__EXERCISE DIRECTIONS__
Each record must be reproduced exactly as it is shown.

__INPUT ROWS__
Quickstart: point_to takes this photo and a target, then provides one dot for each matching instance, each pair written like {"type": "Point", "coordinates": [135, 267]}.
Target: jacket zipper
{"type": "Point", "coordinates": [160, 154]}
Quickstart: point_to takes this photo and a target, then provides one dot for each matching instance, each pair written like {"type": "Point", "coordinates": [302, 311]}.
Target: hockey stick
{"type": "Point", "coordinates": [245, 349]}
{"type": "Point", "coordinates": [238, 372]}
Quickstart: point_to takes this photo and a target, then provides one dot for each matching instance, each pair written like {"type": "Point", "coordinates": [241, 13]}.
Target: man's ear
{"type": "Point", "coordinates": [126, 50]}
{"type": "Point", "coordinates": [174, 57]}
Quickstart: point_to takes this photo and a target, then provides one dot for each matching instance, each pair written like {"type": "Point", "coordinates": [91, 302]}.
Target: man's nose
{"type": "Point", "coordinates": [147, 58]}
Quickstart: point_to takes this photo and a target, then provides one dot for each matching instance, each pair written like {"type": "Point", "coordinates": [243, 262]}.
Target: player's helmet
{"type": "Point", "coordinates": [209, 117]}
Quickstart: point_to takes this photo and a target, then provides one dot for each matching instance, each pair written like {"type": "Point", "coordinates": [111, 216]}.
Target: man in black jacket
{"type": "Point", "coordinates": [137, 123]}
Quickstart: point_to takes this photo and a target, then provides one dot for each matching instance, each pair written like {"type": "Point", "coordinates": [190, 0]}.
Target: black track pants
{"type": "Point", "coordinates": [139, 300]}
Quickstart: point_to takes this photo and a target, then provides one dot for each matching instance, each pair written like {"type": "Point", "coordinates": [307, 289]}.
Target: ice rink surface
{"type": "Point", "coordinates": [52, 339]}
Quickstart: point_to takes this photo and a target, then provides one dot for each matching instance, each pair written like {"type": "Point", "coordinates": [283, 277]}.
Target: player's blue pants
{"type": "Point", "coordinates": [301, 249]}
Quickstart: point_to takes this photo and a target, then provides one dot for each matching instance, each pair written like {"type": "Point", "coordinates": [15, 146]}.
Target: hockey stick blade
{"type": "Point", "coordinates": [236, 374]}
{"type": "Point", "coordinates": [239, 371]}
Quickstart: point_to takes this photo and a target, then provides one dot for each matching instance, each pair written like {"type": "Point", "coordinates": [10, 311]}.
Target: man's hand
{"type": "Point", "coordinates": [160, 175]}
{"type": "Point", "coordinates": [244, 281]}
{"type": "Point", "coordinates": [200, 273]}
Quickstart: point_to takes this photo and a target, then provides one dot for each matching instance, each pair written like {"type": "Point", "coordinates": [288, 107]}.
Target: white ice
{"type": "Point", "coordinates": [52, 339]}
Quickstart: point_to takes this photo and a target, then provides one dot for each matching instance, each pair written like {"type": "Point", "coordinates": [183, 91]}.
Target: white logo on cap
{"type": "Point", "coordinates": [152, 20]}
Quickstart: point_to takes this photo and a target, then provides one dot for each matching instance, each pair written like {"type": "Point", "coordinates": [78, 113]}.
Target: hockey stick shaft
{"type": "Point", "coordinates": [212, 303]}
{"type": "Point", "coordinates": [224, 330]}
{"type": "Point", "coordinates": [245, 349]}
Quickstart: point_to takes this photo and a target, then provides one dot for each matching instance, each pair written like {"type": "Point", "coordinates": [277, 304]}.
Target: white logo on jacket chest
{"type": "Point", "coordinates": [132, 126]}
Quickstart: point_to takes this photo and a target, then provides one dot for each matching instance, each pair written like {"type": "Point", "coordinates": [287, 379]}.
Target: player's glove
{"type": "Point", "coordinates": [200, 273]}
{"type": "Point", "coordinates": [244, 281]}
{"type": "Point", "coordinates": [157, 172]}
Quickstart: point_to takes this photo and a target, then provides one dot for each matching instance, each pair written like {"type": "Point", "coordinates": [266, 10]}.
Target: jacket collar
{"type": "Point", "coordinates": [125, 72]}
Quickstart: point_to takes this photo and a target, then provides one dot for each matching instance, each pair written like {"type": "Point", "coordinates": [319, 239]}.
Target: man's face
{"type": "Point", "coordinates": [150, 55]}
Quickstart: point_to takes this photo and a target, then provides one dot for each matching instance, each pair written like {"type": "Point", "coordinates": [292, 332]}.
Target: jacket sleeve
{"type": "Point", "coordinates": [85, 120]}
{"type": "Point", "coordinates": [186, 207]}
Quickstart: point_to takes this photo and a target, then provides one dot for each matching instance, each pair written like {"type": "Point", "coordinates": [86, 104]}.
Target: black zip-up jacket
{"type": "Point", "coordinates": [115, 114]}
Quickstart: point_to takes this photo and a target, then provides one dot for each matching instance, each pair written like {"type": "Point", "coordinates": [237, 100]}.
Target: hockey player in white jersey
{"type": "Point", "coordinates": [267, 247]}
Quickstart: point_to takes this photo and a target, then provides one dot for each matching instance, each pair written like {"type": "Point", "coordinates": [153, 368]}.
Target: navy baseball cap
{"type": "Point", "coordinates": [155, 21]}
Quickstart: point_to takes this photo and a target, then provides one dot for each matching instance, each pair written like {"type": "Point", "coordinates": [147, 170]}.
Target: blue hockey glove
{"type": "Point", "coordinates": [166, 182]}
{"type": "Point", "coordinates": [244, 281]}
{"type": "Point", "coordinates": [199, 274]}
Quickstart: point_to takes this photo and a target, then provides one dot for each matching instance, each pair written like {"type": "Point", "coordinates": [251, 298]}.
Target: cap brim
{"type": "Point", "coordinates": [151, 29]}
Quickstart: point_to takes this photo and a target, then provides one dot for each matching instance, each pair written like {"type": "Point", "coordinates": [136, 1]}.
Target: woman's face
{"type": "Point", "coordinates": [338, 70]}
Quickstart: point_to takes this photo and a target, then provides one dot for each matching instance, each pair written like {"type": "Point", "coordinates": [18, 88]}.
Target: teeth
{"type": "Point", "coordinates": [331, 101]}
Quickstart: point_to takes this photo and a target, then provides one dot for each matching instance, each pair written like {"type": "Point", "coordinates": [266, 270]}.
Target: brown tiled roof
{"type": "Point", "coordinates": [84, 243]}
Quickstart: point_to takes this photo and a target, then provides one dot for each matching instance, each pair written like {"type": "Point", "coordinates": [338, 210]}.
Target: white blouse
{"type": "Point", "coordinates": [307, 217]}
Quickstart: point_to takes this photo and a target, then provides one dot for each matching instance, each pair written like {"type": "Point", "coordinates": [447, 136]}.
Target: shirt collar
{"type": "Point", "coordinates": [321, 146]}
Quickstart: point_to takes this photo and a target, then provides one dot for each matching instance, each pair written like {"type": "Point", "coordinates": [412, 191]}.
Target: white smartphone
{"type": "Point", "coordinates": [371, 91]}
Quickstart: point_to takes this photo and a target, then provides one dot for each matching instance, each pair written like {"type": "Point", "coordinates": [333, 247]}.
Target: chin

__TASK SOLUTION__
Quickstart: point_to takes this photo and a target, then provides one dot for each matching instance, each pair written like {"type": "Point", "coordinates": [135, 267]}.
Target: jacket zipper
{"type": "Point", "coordinates": [160, 154]}
Quickstart: point_to takes this photo and a target, then provides one dot for each matching instance, each pair written like {"type": "Point", "coordinates": [302, 311]}.
Target: hockey stick
{"type": "Point", "coordinates": [245, 349]}
{"type": "Point", "coordinates": [238, 372]}
Quickstart: point_to takes this photo and a target, then provides one dot for each matching instance, each pair written like {"type": "Point", "coordinates": [241, 13]}.
Target: man's ear
{"type": "Point", "coordinates": [126, 50]}
{"type": "Point", "coordinates": [174, 57]}
Quickstart: point_to takes this photo and a target, then provides one dot for each matching instance, each pair written like {"type": "Point", "coordinates": [91, 302]}.
Target: man's nose
{"type": "Point", "coordinates": [147, 58]}
Quickstart: point_to takes this photo and a target, then provides one dot for each matching instance, each pair written like {"type": "Point", "coordinates": [243, 262]}.
Target: player's helmet
{"type": "Point", "coordinates": [209, 117]}
Quickstart: point_to takes this photo and a target, then provides one dot for each matching instance, each pair written like {"type": "Point", "coordinates": [111, 216]}.
Target: man in black jacket
{"type": "Point", "coordinates": [137, 123]}
Quickstart: point_to takes this photo and a target, then provides one dot for each matching instance, each pair written like {"type": "Point", "coordinates": [190, 0]}.
Target: black track pants
{"type": "Point", "coordinates": [139, 300]}
Quickstart: point_to takes this photo and a target, then provides one dot for each matching instance, each pair written like {"type": "Point", "coordinates": [307, 289]}.
Target: ice rink surface
{"type": "Point", "coordinates": [52, 339]}
Quickstart: point_to takes this photo and a target, then provides one dot for each matching instance, each pair written like {"type": "Point", "coordinates": [283, 277]}.
Target: player's blue pants
{"type": "Point", "coordinates": [301, 249]}
Quickstart: point_to takes this photo and a target, then provides one dot for each matching instance, each pair written like {"type": "Point", "coordinates": [15, 146]}.
Target: hockey stick blade
{"type": "Point", "coordinates": [236, 374]}
{"type": "Point", "coordinates": [239, 371]}
Quickstart: point_to takes this photo and a target, then provides one dot for each matching instance, each pair written like {"type": "Point", "coordinates": [10, 311]}.
Target: man's hand
{"type": "Point", "coordinates": [160, 175]}
{"type": "Point", "coordinates": [244, 281]}
{"type": "Point", "coordinates": [200, 273]}
Quickstart: point_to takes this photo and a target, then provides one dot for each matching instance, each pair written like {"type": "Point", "coordinates": [288, 107]}.
Target: white ice
{"type": "Point", "coordinates": [52, 339]}
Quickstart: point_to takes this photo and a target, then provides one dot for each matching instance, each pair written like {"type": "Point", "coordinates": [183, 91]}.
Target: white logo on cap
{"type": "Point", "coordinates": [152, 20]}
Quickstart: point_to takes this photo and a target, then provides one dot for each matching instance, each pair written like {"type": "Point", "coordinates": [78, 113]}.
Target: hockey stick shaft
{"type": "Point", "coordinates": [212, 303]}
{"type": "Point", "coordinates": [224, 330]}
{"type": "Point", "coordinates": [245, 349]}
Quickstart: point_to takes this photo and a target, then provides one dot for each matching instance, each pair written like {"type": "Point", "coordinates": [277, 304]}.
Target: white logo on jacket chest
{"type": "Point", "coordinates": [132, 126]}
Quickstart: point_to takes this photo and a target, then provides one dot for each matching instance, each pair written like {"type": "Point", "coordinates": [287, 379]}.
Target: player's glove
{"type": "Point", "coordinates": [200, 273]}
{"type": "Point", "coordinates": [244, 281]}
{"type": "Point", "coordinates": [157, 172]}
Quickstart: point_to takes this photo and a target, then provides one dot for each matching instance, each pair written like {"type": "Point", "coordinates": [266, 10]}.
Target: jacket collar
{"type": "Point", "coordinates": [125, 72]}
Quickstart: point_to takes this photo and a target, then provides one dot for each matching instance, each pair written like {"type": "Point", "coordinates": [319, 239]}.
Target: man's face
{"type": "Point", "coordinates": [150, 55]}
Quickstart: point_to takes this photo and a target, then provides one dot for each matching instance, each pair written like {"type": "Point", "coordinates": [292, 332]}.
Target: jacket sleeve
{"type": "Point", "coordinates": [85, 120]}
{"type": "Point", "coordinates": [186, 207]}
Quickstart: point_to takes this photo and a target, then provides one dot for each matching instance, each pair written like {"type": "Point", "coordinates": [86, 104]}.
Target: black zip-up jacket
{"type": "Point", "coordinates": [115, 114]}
Quickstart: point_to takes this photo and a target, then provides one dot for each matching instance, each pair written like {"type": "Point", "coordinates": [237, 100]}.
Target: hockey player in white jersey
{"type": "Point", "coordinates": [267, 247]}
Quickstart: point_to takes this photo and a target, then provides one dot for each matching instance, each pair written like {"type": "Point", "coordinates": [153, 368]}.
Target: navy baseball cap
{"type": "Point", "coordinates": [155, 21]}
Quickstart: point_to takes this photo and a target, then provides one dot for each matching instance, each pair written like {"type": "Point", "coordinates": [147, 170]}.
Target: blue hockey glove
{"type": "Point", "coordinates": [166, 182]}
{"type": "Point", "coordinates": [244, 281]}
{"type": "Point", "coordinates": [199, 274]}
Quickstart: point_to takes this photo and a target, then provides one dot for each matching instance, each pair written like {"type": "Point", "coordinates": [251, 298]}.
Target: cap brim
{"type": "Point", "coordinates": [151, 29]}
Quickstart: point_to takes this photo and a target, then provides one dot for each matching instance, each pair written like {"type": "Point", "coordinates": [136, 1]}.
Target: woman's face
{"type": "Point", "coordinates": [338, 70]}
Quickstart: point_to takes this photo and a target, then provides one dot for each matching instance, each pair written like {"type": "Point", "coordinates": [18, 88]}.
Target: teeth
{"type": "Point", "coordinates": [331, 101]}
Quickstart: point_to takes this photo and a target, then provides one dot for each matching instance, each pair written like {"type": "Point", "coordinates": [266, 270]}.
Target: brown tiled roof
{"type": "Point", "coordinates": [84, 243]}
Quickstart: point_to takes this photo and a target, then provides one dot for each matching instance, each pair written like {"type": "Point", "coordinates": [338, 210]}.
Target: white blouse
{"type": "Point", "coordinates": [307, 217]}
Quickstart: point_to takes this photo and a target, then provides one dot for each matching instance, each pair written like {"type": "Point", "coordinates": [447, 136]}.
Target: shirt collar
{"type": "Point", "coordinates": [321, 146]}
Quickstart: point_to takes this photo and a target, then provides one dot for each matching instance, each pair written like {"type": "Point", "coordinates": [412, 191]}.
Target: white smartphone
{"type": "Point", "coordinates": [371, 91]}
Quickstart: point_to takes this photo and a target, then provides one dot for each matching instance, each pair written like {"type": "Point", "coordinates": [333, 247]}.
Target: chin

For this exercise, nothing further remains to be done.